Page excerpt →
# how smart are bettas?



## takumi

i'm wondering if this "all fish only have a three second memory span" is true...i think bettas - and possible other fish - may have a larger memory than we think. the reason i'm wondering is because my one fish, Ollie is usually the most curious and active and loves diving down deep to the bottom of his tank. after the last tank cleaning i removed one of his decorations and replaced it with another, now he seems almost a little mopey! he mostly stays near the top and away from the area i had the decoration. not as active either...i think he might miss it! i could be wrong though. i always kinda thought bettas were smart because the fish i've had the longest don't seem to be extremely freaked by tank cleaning day when i catch them with a net like new bettas are. my senior bettas seem to swim in and out of the net very calmly! how smart do you think bettas are?


----------



## Tsuhei

Actually I believe the three second memory span is a myth or some sort of rumor made by people who don't understand the way a fish's mind works. I've seen goldfish be trained to go through hoops, pick up hoops, touch certain objects, etc. with food as reinforcement. In fact, I've seen this done for bettas as well on youtube. 

I honestly do think bettas can prove to be quite intelligent and do have some sort of memory...that's why they react differently when something new gets added to their tanks or they get put into a bigger sized tank with different decorations. They even have enough memory to understand who feeds them =P


----------



## baylee767

^ +1

There's no way a fish can have a 3 second memory (unless it is a REALLY dumb one!) When you train them to go through hoops. One person even told me that goldfish were as smart as 3 year old childs, so Bettas most certainly don't have a 3 second memory. If they did, why would they act different over different people? If they did, how could they be trained? If they did, how could they have different personalities? Bettas are smart!


----------



## scootshoot

3 second memory? That myth is busted each morning I turn on the aquarium lights and he shoots straight for the location of his food drop.


----------



## nomoretickets

totally a myth, or else my fish wouldnt follow the pink tweezers around anythime they see them because they dispense the food


----------



## Sweeda88

Totally not true! My female Betta wiggles all over when she sees me. She swims straight to the food port in her tank, whether it's feeding time or not. She is so smart!

Stated goal a → Please list every line of the listing below that contains the string "gate", treating uppercase and lowercase as different.

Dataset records

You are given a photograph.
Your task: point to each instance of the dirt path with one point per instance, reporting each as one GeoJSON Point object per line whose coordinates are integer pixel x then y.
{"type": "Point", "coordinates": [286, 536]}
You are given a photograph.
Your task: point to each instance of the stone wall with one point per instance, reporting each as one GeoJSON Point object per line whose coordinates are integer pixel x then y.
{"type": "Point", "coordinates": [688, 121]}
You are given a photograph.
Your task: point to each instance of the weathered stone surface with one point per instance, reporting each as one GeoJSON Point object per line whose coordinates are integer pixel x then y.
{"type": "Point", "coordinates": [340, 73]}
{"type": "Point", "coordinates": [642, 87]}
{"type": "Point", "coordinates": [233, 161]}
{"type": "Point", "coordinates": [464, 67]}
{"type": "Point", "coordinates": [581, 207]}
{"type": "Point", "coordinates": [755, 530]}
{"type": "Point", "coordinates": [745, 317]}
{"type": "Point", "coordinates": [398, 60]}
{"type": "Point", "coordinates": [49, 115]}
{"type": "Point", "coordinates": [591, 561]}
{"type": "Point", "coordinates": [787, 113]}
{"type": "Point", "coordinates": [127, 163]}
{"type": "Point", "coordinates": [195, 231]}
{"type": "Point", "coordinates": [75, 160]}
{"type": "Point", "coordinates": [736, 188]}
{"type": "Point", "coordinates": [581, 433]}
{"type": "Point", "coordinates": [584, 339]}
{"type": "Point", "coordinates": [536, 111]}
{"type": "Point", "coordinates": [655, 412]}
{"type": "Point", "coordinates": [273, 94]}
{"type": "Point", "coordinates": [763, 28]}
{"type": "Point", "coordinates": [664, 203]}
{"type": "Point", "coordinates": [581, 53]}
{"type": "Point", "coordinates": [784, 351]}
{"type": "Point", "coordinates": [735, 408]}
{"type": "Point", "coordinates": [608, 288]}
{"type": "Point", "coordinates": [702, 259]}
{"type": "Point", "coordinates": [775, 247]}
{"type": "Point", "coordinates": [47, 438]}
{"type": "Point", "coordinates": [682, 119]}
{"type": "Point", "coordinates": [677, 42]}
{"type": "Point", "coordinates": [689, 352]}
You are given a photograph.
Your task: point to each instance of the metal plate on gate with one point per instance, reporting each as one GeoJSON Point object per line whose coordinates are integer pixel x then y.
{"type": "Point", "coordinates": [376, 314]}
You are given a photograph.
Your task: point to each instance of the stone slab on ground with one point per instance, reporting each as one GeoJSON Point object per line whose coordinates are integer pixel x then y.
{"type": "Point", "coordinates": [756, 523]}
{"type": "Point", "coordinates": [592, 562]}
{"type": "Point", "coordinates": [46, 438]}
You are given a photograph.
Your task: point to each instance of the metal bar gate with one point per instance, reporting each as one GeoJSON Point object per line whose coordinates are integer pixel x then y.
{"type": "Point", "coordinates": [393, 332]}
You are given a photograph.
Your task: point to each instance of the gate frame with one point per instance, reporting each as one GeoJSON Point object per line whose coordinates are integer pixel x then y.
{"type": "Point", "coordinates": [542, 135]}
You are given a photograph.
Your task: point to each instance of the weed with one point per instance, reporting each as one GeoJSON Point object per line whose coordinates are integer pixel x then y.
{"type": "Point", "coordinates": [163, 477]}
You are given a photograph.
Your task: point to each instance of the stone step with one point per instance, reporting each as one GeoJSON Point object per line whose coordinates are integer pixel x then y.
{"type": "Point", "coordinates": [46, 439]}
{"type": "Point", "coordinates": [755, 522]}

Stated goal b → Condense the forum thread paragraph beginning "Actually I believe the three second memory span" into a shorter version that keeps its main points.

Full solution a →
Your task: point to each instance of the metal plate on gate with one point per instance, reporting each as one GeoJSON Point object per line whose coordinates are integer pixel x then y.
Your task: point to each instance of the metal bar gate with one point per instance, reporting each as one GeoJSON Point object per line whose coordinates are integer pixel x then y.
Your task: point to each instance of the gate frame with one point per instance, reporting each as one GeoJSON Point object per line whose coordinates are integer pixel x then y.

Full solution b → I think the three-second memory span is a myth or rumor from people who don't understand how a fish's mind works. I've seen goldfish trained with food rewards to go through hoops, pick up hoops and touch certain objects, and I've seen bettas trained the same way on YouTube.